- **Written problem**
Select each line in the records below that contains the word "fire" and copy those lines out.

Point-based annotation records
## begin

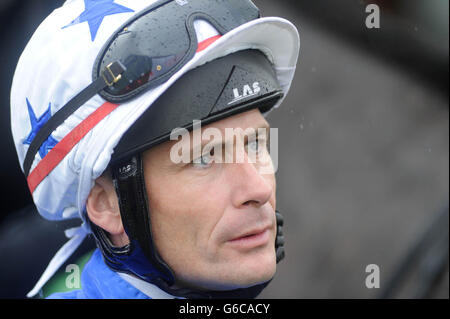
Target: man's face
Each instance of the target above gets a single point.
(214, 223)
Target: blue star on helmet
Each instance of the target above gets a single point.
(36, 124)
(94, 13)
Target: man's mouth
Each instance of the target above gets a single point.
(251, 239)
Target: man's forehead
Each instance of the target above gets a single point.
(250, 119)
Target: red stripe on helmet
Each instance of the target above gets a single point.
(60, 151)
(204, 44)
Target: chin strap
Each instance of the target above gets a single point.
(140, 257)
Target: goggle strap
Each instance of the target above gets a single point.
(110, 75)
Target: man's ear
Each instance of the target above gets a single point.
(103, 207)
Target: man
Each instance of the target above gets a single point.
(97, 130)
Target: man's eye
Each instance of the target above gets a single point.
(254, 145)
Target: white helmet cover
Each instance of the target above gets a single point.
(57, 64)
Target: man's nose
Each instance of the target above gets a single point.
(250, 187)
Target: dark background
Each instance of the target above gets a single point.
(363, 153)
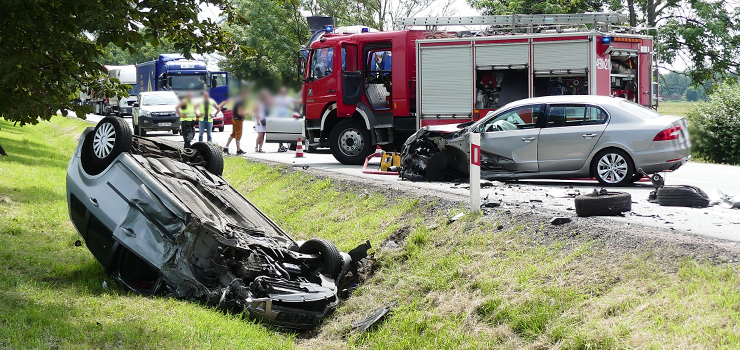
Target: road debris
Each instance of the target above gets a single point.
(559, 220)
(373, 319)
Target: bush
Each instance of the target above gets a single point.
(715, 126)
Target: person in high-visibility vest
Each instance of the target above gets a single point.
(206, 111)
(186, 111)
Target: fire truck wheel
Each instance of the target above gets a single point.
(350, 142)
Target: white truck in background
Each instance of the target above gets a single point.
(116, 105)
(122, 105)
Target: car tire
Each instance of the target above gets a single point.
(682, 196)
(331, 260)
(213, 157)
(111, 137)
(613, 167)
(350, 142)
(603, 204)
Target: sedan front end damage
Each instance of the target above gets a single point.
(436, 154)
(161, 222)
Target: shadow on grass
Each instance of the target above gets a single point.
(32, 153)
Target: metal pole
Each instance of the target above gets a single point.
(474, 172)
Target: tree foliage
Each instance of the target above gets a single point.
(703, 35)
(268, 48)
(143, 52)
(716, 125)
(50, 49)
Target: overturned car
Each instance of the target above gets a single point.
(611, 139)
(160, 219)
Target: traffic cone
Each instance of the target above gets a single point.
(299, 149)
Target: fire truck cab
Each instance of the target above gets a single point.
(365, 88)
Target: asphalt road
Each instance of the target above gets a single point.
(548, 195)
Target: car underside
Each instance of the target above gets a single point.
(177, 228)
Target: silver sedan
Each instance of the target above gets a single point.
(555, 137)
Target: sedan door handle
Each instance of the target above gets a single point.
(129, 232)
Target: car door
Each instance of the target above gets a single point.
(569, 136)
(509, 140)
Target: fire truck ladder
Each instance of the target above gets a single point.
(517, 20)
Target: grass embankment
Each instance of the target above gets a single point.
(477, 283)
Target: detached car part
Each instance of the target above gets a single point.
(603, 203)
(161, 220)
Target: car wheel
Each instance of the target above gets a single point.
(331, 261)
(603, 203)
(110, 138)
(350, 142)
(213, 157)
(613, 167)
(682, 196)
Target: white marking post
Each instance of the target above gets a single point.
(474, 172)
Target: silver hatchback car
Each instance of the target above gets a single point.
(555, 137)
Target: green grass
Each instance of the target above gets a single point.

## end
## begin

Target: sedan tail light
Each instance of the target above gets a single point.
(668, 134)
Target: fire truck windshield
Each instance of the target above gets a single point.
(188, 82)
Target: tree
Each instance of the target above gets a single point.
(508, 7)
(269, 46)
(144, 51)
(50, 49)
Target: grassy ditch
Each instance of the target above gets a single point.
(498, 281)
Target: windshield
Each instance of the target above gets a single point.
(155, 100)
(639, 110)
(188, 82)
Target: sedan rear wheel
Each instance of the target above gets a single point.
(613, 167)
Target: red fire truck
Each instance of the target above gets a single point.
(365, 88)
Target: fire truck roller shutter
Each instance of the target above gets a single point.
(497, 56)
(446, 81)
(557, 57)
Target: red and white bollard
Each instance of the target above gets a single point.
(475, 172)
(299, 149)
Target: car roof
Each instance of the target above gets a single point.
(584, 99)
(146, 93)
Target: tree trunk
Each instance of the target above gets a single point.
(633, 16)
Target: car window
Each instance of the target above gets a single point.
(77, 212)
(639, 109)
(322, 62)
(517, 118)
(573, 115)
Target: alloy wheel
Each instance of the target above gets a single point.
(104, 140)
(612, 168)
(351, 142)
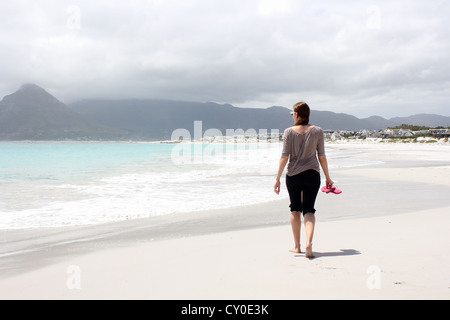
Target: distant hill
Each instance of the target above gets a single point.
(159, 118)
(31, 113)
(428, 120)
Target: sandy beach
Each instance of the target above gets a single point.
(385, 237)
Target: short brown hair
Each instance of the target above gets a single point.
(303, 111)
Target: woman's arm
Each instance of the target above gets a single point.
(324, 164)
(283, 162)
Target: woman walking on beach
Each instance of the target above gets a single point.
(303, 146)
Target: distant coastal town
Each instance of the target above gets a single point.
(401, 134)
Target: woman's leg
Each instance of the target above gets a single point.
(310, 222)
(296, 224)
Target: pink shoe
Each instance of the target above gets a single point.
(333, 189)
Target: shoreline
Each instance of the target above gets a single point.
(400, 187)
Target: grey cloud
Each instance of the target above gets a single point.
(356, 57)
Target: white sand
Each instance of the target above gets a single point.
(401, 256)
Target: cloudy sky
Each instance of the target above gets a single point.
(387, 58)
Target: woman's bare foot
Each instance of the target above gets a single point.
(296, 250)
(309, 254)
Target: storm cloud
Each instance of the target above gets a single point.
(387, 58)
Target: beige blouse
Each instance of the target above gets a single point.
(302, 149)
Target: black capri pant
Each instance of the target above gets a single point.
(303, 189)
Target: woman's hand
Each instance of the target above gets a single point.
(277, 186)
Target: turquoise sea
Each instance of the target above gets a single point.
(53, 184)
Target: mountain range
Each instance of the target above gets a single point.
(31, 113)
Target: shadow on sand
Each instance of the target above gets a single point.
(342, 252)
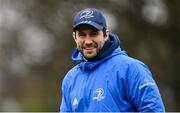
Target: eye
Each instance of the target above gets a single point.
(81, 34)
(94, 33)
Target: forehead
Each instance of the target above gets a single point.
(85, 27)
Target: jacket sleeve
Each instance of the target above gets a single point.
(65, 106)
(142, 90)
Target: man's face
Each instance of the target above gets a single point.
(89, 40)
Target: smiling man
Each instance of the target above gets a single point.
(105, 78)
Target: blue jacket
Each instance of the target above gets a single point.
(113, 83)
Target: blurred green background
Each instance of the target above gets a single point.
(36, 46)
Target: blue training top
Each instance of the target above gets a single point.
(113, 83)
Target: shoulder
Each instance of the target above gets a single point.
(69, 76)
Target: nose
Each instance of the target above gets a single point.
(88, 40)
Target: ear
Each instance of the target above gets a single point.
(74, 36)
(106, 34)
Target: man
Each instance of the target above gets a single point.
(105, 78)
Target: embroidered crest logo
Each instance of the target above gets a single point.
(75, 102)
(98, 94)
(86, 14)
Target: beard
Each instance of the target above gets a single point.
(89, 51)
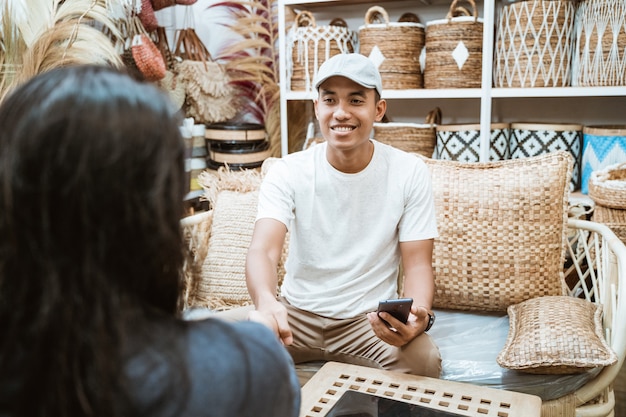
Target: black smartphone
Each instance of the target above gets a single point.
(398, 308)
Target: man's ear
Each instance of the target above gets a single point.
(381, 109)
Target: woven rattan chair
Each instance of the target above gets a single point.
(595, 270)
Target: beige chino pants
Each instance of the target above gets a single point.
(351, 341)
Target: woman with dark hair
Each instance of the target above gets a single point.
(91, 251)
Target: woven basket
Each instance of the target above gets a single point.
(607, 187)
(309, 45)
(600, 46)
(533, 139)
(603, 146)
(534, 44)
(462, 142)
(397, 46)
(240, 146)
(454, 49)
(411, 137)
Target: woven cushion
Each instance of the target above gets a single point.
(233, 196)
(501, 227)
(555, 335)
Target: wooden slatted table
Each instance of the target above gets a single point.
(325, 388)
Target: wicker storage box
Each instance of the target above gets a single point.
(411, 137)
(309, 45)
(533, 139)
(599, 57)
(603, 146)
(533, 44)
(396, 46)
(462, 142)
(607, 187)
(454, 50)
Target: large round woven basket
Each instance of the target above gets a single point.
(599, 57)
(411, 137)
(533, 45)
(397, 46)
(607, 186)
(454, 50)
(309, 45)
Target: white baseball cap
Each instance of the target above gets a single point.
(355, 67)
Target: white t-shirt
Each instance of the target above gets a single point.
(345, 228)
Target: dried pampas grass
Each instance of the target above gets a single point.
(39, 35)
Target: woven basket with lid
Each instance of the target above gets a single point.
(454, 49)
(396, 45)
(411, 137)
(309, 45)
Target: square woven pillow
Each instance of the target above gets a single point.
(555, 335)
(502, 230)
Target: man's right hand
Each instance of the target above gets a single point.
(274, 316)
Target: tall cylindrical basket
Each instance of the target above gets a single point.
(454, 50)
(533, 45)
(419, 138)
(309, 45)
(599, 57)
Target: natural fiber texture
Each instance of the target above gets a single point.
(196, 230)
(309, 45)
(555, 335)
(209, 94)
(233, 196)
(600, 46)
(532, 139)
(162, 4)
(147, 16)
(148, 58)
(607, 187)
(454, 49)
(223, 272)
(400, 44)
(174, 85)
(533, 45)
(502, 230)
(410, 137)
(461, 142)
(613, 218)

## end

- **Final result**
Target: fire truck wheel
Target: fire truck cab
Target: fire truck ladder
Target: fire truck windshield
Target: red fire truck
Target: fire truck roller shutter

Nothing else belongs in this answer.